* Aufgabe 1:
Wohin zieht sich Vera laut dem Textauszug enttäuscht zurück?

* Textauszug:
Inhaltsangabe, Gedicht-Analyse und Interpretation
Kurzgeschichte von Sibylle Berg mit dem Titel „Vera sitzt auf dem Balkon“.
Der Text thematisiert eine Ehe, in der die liebevolle Zuwendung der Ehepartner verloren gegangen ist.
An einem warmen Sommerabend sitzt das Ehepaar auf dem Balkon. Vera möchte etwas Schönes unternehmen, doch Helge, ihr Ehemann, geht nicht auf die Anregungen ein. Enttäuscht zieht sie sich in die Küche zurück, wo sie sich um den Abwasch kümmert.
Vera:
– möchte am lauen Sommerabend etwas unternehmen und legt ihre Hand auf die ihres Ehemannes (Geste der Zärtlichkeit).
– steht widerwillig auf und wäscht enttäuscht und mit Groll Geschirr in der Küche ab.
– sieht aber keinen Grund die Ehe in Frage zu stellen.
Helge:
– sitzt biertrinkend und stumm auf dem Balkon neben seiner Frau und
– reagiert nicht auf die Worte seiner Ehefrau.
– weiß nichts mit den Gesten und Zuwendungen seiner Frau anzufangen.
Beziehung:
– Liebe, Zuwendung und Zärtlichkeit sind den beiden Ehepartnern verloren gegangen. Trotz Resignation möchten sie keine Veränderung, sondern reagieren nur mit Anpassung.
Die Sprache des Textes ist auf der einen Seite lapidar-sachlich („Helge trinkt Bier“ Z. 18f.). Auf der anderen Seite gibt es ironische Stellen, die das traurige Geschehen einer lieblosen Ehe etwas aufhellen („So eine Nacht ist eben eine Nacht. Die will gar nichts gemacht kriegen.“ Z .8f.). Es gibt auch sprachliche Wendungen, die Situationskomik ausdrücken („Da liebt sie dann so“ Z. 25).
Die Metapher1 („Die Luft fleischwarm…“ Z. 4) und die Personifikation2 („Der Himmel ist ein Verräter“ Z. 28f.) geben dem Text einen poetischen Anstrich.
Die Wiederholung („Helge trinkt Bier“ Z. 19f.) und die Ellipse3 („Ein Satz nur“ Z. 14) zeigen die Entfremdung der Ehepartner.

* Zu bearbeitende Zeilen:
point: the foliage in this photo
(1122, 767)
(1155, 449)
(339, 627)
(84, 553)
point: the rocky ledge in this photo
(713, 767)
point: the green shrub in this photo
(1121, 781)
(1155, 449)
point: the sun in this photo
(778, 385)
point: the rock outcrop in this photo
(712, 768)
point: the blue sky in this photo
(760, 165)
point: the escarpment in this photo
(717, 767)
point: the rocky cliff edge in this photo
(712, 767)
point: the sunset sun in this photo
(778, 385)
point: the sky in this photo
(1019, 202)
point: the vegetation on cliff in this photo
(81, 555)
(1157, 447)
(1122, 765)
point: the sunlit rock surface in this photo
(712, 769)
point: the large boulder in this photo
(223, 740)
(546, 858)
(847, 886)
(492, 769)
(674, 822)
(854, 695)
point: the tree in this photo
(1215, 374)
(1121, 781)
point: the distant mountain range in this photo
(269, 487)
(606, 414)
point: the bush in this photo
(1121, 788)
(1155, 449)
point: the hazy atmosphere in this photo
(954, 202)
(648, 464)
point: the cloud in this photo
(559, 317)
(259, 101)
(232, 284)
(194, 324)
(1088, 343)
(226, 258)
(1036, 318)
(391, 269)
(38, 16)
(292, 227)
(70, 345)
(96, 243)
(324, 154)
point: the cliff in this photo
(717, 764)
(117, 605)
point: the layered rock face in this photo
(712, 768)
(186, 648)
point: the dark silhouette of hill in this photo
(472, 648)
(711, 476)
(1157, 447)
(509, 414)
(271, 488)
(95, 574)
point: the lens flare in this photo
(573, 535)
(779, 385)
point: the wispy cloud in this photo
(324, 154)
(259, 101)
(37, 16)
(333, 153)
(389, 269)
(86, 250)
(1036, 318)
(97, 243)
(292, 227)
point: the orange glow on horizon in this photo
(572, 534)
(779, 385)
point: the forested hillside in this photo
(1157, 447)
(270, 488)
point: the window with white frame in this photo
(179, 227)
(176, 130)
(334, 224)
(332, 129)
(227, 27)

* Aufgabe 2:
Zitiere aus den Zeilen den Abschnitt von der Zeile mit „point: the cloud in this photo“ bis zur letzten Zeile, beide eingeschlossen, und nur diesen.

* Vollständige Ausgabe 1:
In die Küche, wo sie sich um den Abwasch kümmert.

* Vollständige Ausgabe 2:
point: the cloud in this photo
(559, 317)
(259, 101)
(232, 284)
(194, 324)
(1088, 343)
(226, 258)
(1036, 318)
(391, 269)
(38, 16)
(292, 227)
(70, 345)
(96, 243)
(324, 154)
point: the cliff in this photo
(717, 764)
(117, 605)
point: the layered rock face in this photo
(712, 768)
(186, 648)
point: the dark silhouette of hill in this photo
(472, 648)
(711, 476)
(1157, 447)
(509, 414)
(271, 488)
(95, 574)
point: the lens flare in this photo
(573, 535)
(779, 385)
point: the wispy cloud in this photo
(324, 154)
(259, 101)
(37, 16)
(333, 153)
(389, 269)
(86, 250)
(1036, 318)
(97, 243)
(292, 227)
point: the orange glow on horizon in this photo
(572, 534)
(779, 385)
point: the forested hillside in this photo
(1157, 447)
(270, 488)
point: the window with white frame in this photo
(179, 227)
(176, 130)
(334, 224)
(332, 129)
(227, 27)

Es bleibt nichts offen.